Sigue dando vueltas al arbolete, es preciso esperar antes de efectuar el disparo a que el desafío que mantienen llegue a su cénit y que, además, se encuentre en el lugar adecuado, para que posteriormente pueda ver y asociar la inmovilidad del vencido con una nueva victoria.

El campo enmudece ante el estampido, con el paso de los años cada vez me cuesta más apretar el gatillo. El suave responso del guerrero enjaulado es lo único que se escucha tras el desagradable estruendo. Unas miradas desde su púlpito al perdedor de la contienda, mientras carga el tiro, al que sigue el acto de sacudir su plumaje y emitir cantos de victoria, señalan casi la terminación del lance. Sigue buscando nuevas respuestas del campo, pero por su forma de trabajar, dada su larga experiencia, me hace comprender que hay que poner el punto final al puesto.

▶ _Ejercicio escrito 1_
En el relato de caza, resume en forma de lista breve el párrafo que empieza con "El campo enmudece ante el estampido" sin perder sus datos principales.
▶ _Ejercicio escrito 2_
Sigue escribiendo el relato de caza a partir de su última frase.

(Datos de segmentación)
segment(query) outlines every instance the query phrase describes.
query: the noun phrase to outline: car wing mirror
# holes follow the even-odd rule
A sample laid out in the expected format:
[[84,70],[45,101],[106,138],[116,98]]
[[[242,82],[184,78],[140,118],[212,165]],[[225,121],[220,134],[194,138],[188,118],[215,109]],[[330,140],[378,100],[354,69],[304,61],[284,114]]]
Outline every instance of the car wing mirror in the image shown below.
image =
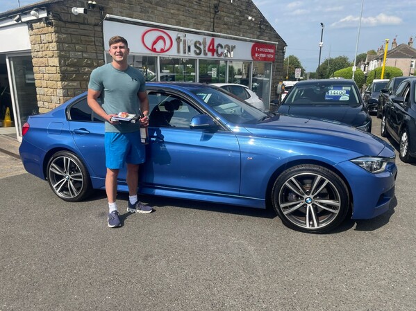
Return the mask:
[[198,114],[191,119],[189,125],[191,130],[217,130],[219,125],[206,114]]
[[403,104],[404,103],[404,97],[393,97],[392,101],[397,104]]

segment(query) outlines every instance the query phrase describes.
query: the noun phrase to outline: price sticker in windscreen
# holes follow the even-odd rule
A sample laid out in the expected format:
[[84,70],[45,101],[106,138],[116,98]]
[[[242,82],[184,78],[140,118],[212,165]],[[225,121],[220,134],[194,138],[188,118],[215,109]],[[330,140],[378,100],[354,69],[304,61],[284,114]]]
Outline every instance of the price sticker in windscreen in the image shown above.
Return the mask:
[[328,89],[325,94],[326,100],[348,100],[351,89],[348,87],[334,85]]

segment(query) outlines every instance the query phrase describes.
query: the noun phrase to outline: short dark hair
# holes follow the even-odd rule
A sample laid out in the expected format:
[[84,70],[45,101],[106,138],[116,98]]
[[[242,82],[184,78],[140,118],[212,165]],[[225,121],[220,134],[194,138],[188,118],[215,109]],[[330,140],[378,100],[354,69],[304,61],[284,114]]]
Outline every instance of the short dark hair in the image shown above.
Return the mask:
[[120,37],[119,35],[115,35],[114,37],[111,37],[108,40],[108,46],[111,46],[113,44],[116,43],[123,42],[126,44],[126,47],[128,46],[127,44],[127,40],[124,39],[123,37]]

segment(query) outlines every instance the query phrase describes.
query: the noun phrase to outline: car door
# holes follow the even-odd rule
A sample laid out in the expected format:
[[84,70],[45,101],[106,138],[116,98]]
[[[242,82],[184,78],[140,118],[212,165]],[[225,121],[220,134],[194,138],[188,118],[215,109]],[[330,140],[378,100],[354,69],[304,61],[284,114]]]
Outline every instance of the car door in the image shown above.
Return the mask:
[[[106,177],[106,157],[104,152],[104,121],[94,114],[87,103],[85,96],[68,107],[69,130],[83,160],[92,170],[92,177]],[[122,170],[119,178],[126,178],[125,170]]]
[[239,193],[240,151],[233,132],[190,129],[203,110],[189,98],[161,90],[148,97],[150,143],[141,181],[153,192],[147,192]]
[[397,140],[399,140],[400,129],[404,120],[406,118],[408,104],[410,98],[410,83],[408,81],[402,82],[399,87],[394,95],[392,98],[404,98],[404,102],[395,103],[392,101],[391,108],[389,109],[389,118],[388,123],[392,130],[392,135]]

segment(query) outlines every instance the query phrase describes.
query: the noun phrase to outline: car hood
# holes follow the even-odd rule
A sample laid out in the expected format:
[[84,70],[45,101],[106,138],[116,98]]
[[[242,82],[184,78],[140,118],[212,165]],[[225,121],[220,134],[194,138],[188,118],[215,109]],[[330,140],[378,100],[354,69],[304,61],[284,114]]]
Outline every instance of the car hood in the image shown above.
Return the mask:
[[277,114],[257,125],[247,126],[246,130],[256,136],[319,143],[363,155],[392,157],[394,154],[392,147],[378,137],[335,121]]
[[296,116],[314,117],[335,120],[353,126],[360,126],[365,123],[367,115],[363,106],[328,105],[282,105],[278,113]]

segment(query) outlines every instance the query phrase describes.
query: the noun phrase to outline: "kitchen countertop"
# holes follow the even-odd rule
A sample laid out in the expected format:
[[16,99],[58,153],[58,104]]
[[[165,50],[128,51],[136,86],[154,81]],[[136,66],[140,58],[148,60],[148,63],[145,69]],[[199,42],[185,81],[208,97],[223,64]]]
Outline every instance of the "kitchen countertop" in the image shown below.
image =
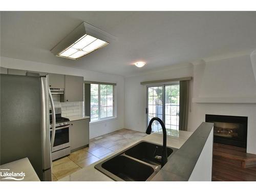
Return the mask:
[[[166,145],[167,146],[179,148],[181,146],[182,146],[182,145],[185,142],[185,141],[192,135],[193,133],[193,132],[182,131],[174,131],[172,133],[172,134],[173,135],[167,136]],[[110,155],[102,159],[87,167],[86,167],[60,179],[59,181],[113,181],[113,179],[95,168],[94,166],[96,164],[99,163],[100,162],[104,161],[105,159],[108,159],[110,157],[119,153],[120,152],[125,150],[126,148],[129,147],[130,146],[134,145],[137,142],[140,142],[141,140],[147,141],[157,144],[162,144],[163,136],[161,134],[155,133],[147,135],[142,138],[140,140],[133,142],[129,145],[127,145],[126,146],[121,148],[120,150],[116,151],[113,154]]]
[[76,121],[77,120],[80,120],[80,119],[89,119],[90,118],[89,116],[82,116],[81,115],[75,115],[74,116],[69,116],[69,117],[66,117],[67,118],[69,119],[69,120],[70,121]]
[[[166,145],[179,150],[168,158],[168,162],[151,180],[188,181],[213,126],[214,123],[202,122],[194,132],[172,131],[172,135],[167,136]],[[147,135],[59,181],[114,181],[95,168],[94,166],[140,141],[162,145],[162,137],[161,134],[156,133]]]
[[[4,174],[4,172],[14,173],[20,173],[23,172],[25,175],[24,177],[24,179],[20,180],[22,181],[40,181],[40,180],[36,175],[34,168],[33,168],[30,162],[29,162],[28,158],[21,159],[15,161],[13,161],[4,165],[0,165],[1,169],[2,175]],[[4,170],[3,170],[4,169]],[[7,169],[7,170],[6,170]],[[5,176],[1,176],[2,181],[14,181],[14,180],[11,179],[3,179],[5,178]],[[16,179],[22,179],[23,177],[12,177]]]

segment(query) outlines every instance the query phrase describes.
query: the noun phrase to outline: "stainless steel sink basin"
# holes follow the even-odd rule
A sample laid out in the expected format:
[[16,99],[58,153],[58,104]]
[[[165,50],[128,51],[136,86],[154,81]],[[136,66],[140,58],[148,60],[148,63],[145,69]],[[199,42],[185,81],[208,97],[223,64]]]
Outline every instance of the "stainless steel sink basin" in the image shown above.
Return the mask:
[[[174,152],[174,150],[176,151],[176,149],[168,147],[166,148],[167,157]],[[149,164],[158,165],[161,164],[161,162],[157,161],[154,157],[156,155],[161,156],[162,150],[162,145],[142,141],[126,150],[124,153],[125,155]]]
[[[98,163],[94,167],[115,181],[150,180],[161,169],[161,163],[154,159],[162,154],[162,146],[141,141]],[[167,147],[167,157],[177,149]]]

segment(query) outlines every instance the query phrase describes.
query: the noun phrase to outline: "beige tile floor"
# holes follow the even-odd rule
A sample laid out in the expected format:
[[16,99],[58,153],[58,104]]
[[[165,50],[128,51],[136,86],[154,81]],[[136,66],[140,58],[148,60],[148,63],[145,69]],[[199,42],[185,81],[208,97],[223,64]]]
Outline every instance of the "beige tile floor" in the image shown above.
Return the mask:
[[92,139],[89,147],[53,161],[52,180],[57,181],[145,136],[144,133],[123,129],[102,135],[98,139]]

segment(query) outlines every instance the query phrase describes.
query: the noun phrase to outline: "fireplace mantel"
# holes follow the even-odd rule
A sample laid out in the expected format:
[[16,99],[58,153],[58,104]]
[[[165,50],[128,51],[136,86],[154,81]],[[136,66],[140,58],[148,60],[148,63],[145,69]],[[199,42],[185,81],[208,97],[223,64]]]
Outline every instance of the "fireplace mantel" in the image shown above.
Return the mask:
[[256,104],[256,96],[241,97],[195,97],[192,102],[198,103],[251,103]]

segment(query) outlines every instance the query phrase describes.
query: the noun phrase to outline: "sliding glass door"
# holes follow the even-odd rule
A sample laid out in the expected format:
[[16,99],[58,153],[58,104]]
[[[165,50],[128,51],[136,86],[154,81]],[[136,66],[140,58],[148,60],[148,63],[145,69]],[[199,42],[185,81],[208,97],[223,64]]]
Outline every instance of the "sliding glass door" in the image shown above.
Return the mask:
[[[147,88],[147,125],[155,117],[161,119],[166,129],[179,130],[179,83],[148,86]],[[154,121],[152,131],[161,131],[160,124]]]

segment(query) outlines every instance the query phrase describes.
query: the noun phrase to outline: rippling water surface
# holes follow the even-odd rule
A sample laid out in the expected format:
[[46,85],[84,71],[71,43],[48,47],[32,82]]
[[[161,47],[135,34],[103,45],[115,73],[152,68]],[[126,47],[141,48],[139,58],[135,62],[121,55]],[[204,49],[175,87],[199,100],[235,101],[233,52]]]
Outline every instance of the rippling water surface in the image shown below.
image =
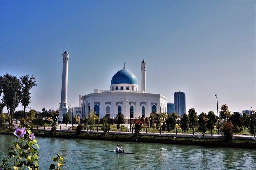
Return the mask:
[[[8,158],[13,136],[0,135],[0,158]],[[232,148],[37,137],[41,169],[60,154],[63,169],[256,169],[256,151]],[[135,155],[104,151],[118,143]]]

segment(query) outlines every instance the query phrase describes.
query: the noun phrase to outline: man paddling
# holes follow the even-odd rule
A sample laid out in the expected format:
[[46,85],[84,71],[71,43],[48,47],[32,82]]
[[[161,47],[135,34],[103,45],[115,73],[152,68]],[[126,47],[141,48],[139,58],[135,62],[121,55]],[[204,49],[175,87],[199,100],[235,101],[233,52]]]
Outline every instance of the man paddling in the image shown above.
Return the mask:
[[117,145],[116,147],[116,152],[124,152],[124,150],[122,149],[122,148],[119,148],[119,145],[117,144]]

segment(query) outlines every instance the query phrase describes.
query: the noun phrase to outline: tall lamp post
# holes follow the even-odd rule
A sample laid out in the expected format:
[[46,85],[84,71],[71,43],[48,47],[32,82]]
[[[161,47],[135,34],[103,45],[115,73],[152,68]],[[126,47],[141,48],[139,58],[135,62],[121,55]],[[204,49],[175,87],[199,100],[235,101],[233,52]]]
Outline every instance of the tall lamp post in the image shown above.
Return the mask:
[[215,95],[217,99],[217,112],[218,114],[218,134],[219,134],[219,107],[218,106],[218,96],[216,94]]
[[126,101],[129,103],[129,106],[130,106],[130,132],[131,132],[131,102],[129,102],[128,100]]
[[74,109],[73,109],[73,105],[72,105],[72,106],[71,105],[69,105],[68,104],[67,104],[67,105],[69,106],[70,106],[71,107],[72,107],[72,120],[71,121],[71,122],[72,122],[72,129],[73,129],[73,114],[74,113]]

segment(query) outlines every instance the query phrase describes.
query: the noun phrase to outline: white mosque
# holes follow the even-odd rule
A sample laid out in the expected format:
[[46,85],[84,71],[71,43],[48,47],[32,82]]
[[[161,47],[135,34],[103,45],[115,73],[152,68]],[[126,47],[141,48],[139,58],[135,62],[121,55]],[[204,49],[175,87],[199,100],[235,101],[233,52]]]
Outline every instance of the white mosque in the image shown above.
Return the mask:
[[[67,103],[68,70],[69,55],[66,50],[62,54],[62,72],[61,97],[59,108],[61,117],[67,112],[72,118],[72,108]],[[115,117],[122,114],[125,117],[135,119],[139,116],[149,116],[152,112],[166,112],[166,97],[160,94],[148,93],[146,91],[146,64],[143,60],[141,63],[141,90],[139,90],[136,76],[130,71],[124,68],[114,75],[111,80],[109,90],[94,89],[94,93],[80,95],[78,107],[74,107],[73,116],[88,115],[90,109],[93,109],[101,119],[107,115]],[[61,119],[60,119],[60,121]]]

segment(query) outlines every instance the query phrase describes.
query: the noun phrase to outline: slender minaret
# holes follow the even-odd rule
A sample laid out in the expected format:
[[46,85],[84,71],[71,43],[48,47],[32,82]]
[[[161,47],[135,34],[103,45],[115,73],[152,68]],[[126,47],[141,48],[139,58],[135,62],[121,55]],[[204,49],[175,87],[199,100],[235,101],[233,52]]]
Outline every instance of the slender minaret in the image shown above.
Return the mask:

▶ _Respuesta correcta 1_
- Tras el disparo, el campo se queda en silencio.
- Con los años, me cuesta cada vez más apretar el gatillo.
- Después del estruendo solo se oye el suave canto del ave enjaulada.
- Desde su púlpito, el ave mira al vencido. Luego sacude las plumas y canta su victoria, y con eso el lance casi termina.
- Sigue buscando respuesta en el campo, pero su manera de trabajar, fruto de su larga experiencia, deja claro que hay que dar por terminado el puesto.

▶ _Respuesta correcta 2_
Salgo del tollo y me dirijo lentamente a mi pájaro, le pallileo, como gesto de saludo, aunque este detalle ya lo ignora dada su trayectoria y el aspecto de indiferencia que me muestra. Una vez tapado con el capillo inspecciono el cuerpo del aguerrido campero: es muy viejo, tiene cuatro espolones agrietados por la edad, seguro que fueron empleados en más de un enfrentamiento, siendo armas poderosas utilizadas en peleas importantes tanto para defender a su hembra, como a la querencia que lo vio nacer.

Muestra las plumas negras en la cola y en las piojeras existentes debajo de las alas, que lo encasillan teóricamente como jefe de bando, aunque estos distintivos no indican para nada que estemos ante perdices especiales. Otras camperas ofrecen también estos atributos físicos y son frías y distantes, además con  escaso valor,  por lo que siempre he pensado que no guardan relación directa alguna con su valentía.

Camino entre las jaras con mi perdigón alojado en mi espalda, del gancho de la jaula llevo colgado el machaco viudo que plantó cara a mi campeón. Me acompañan también los agradables olores que emanan de la vegetación del monte que existe en el trayecto de vuelta. Así mismo voy repasando, mentalmente, todos los detalles del emocionante lance perdigonero que he experimentado, seguro  que quedarán almacenados  en mi memoria cuquillera.

Esta modalidad cinegética está llena de matices, de sinsabores, de frustraciones y alegrías, de claros y oscuros, pero ante todo irradia una enorme ilusión, la cual nos acompaña afortunadamente durante todo el año.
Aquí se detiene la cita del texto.